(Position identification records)
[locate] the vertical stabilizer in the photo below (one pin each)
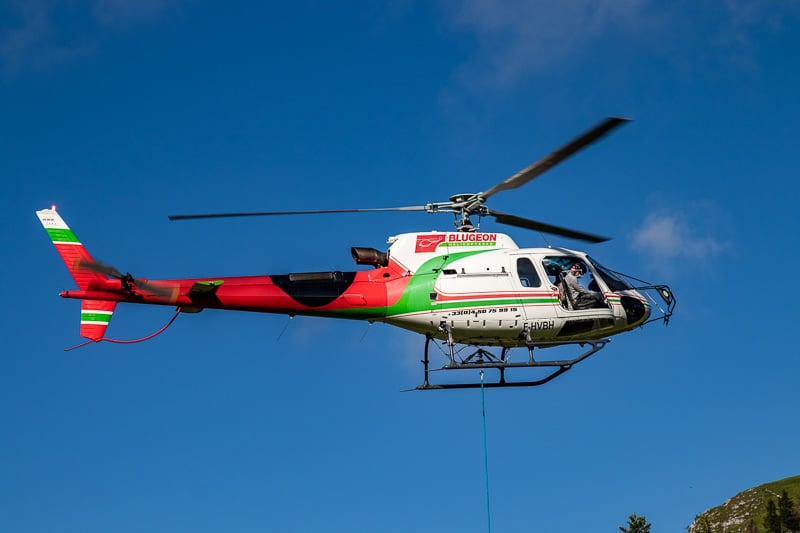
(69, 248)
(95, 316)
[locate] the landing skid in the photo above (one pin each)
(480, 358)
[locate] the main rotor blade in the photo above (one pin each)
(527, 223)
(310, 212)
(549, 161)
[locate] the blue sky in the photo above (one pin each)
(122, 113)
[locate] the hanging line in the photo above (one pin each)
(130, 341)
(485, 457)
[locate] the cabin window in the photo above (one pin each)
(527, 273)
(613, 281)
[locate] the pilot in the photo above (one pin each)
(582, 298)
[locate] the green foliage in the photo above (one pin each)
(772, 522)
(790, 518)
(747, 511)
(636, 524)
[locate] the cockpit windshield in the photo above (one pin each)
(613, 282)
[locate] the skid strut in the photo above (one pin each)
(480, 358)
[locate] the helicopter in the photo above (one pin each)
(475, 295)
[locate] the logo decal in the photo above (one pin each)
(471, 239)
(428, 243)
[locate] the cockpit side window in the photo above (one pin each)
(614, 282)
(556, 265)
(527, 273)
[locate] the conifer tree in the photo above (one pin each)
(772, 522)
(636, 524)
(790, 521)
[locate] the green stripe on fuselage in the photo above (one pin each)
(417, 296)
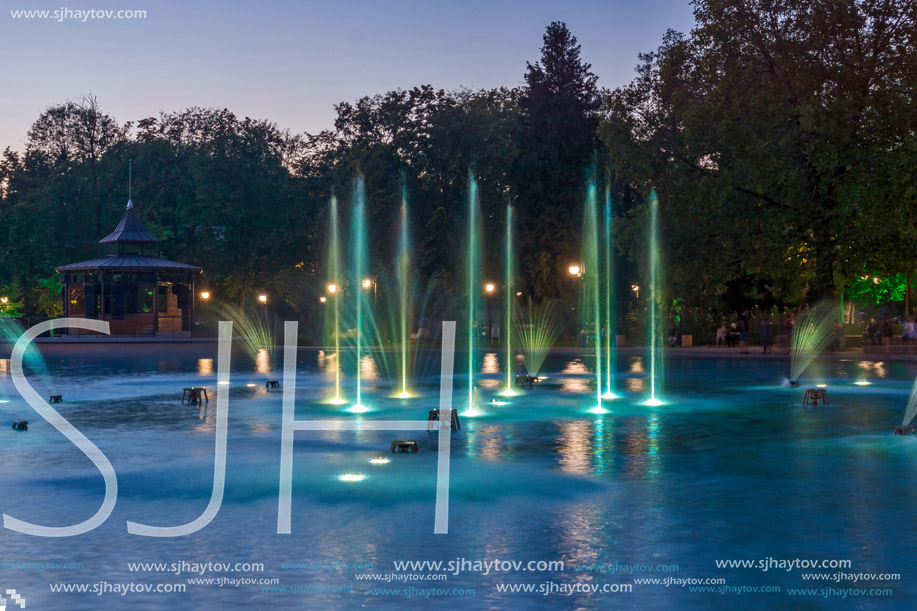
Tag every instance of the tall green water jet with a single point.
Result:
(811, 335)
(610, 301)
(473, 273)
(911, 406)
(10, 332)
(334, 289)
(655, 295)
(510, 288)
(592, 285)
(405, 286)
(536, 331)
(359, 267)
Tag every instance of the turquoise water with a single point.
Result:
(732, 467)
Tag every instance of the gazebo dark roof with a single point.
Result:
(128, 263)
(130, 230)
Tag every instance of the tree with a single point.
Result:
(558, 142)
(762, 131)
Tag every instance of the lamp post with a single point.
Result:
(370, 283)
(489, 289)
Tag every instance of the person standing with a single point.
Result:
(765, 334)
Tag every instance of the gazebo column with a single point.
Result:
(102, 296)
(156, 303)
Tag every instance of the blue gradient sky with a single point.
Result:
(290, 60)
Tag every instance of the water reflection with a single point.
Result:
(636, 385)
(574, 447)
(263, 361)
(636, 365)
(493, 442)
(205, 367)
(491, 365)
(575, 367)
(368, 369)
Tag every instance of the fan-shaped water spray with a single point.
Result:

*Task requirements*: Set down the lines of the records above exactly, apart from the pictures.

*Full solution*:
[locate] the vertical stabilizer in the photo below (one pin each)
(69, 248)
(95, 316)
[locate] the landing skid in the photo above (one pin each)
(480, 358)
[locate] the main rotor blade in the photo above (one pin each)
(527, 223)
(310, 212)
(549, 161)
[locate] the blue sky in the photo above (one pin each)
(122, 113)
[locate] the hanging line in the photo above (one pin each)
(130, 341)
(485, 457)
[locate] the cabin window in the photo above (one pin each)
(527, 273)
(613, 281)
[locate] the pilot in the photo above (one pin each)
(582, 298)
[locate] the green foliage in the photo above (one pin each)
(772, 522)
(790, 518)
(747, 511)
(636, 524)
[locate] the cockpit windshield in the photo above (one pin each)
(613, 282)
[locate] the skid strut in the photo above (one pin each)
(480, 358)
[locate] the helicopter in the photo above (one pin each)
(475, 295)
[locate] the logo decal in the photo above (one pin each)
(471, 239)
(428, 243)
[locate] the cockpit side window in the photo above (one pin each)
(614, 282)
(556, 265)
(527, 273)
[locate] the conifer tree in the photo above (one pin each)
(772, 522)
(636, 524)
(790, 521)
[locate] the green stripe on fuselage in the photo above (one pin each)
(417, 296)
Tag every instance of the tall green water jet with a single point.
Result:
(811, 335)
(610, 301)
(473, 273)
(911, 406)
(10, 332)
(334, 289)
(655, 295)
(510, 288)
(592, 285)
(405, 286)
(536, 331)
(359, 267)
Tag every instance of the turquoise water with a single point.
Result:
(732, 467)
Tag every instance of the gazebo dark roof with a single point.
Result:
(128, 263)
(130, 230)
Tag every instance of the tree with a single point.
Result:
(558, 142)
(762, 131)
Tag every instance of the lamp post with a single point.
Result:
(370, 283)
(489, 289)
Tag every instance of the person standing with a single point.
Result:
(765, 334)
Tag every instance of the gazebo column with a single point.
Result:
(102, 296)
(156, 303)
Tag every instance of the blue gradient sky with a single point.
Result:
(290, 60)
Tag every instance of the water reflection with a single point.
Result:
(636, 385)
(574, 447)
(263, 361)
(636, 365)
(493, 442)
(205, 367)
(491, 365)
(575, 367)
(368, 369)
Tag every instance of the fan-shaped water spray with a single point.
Result:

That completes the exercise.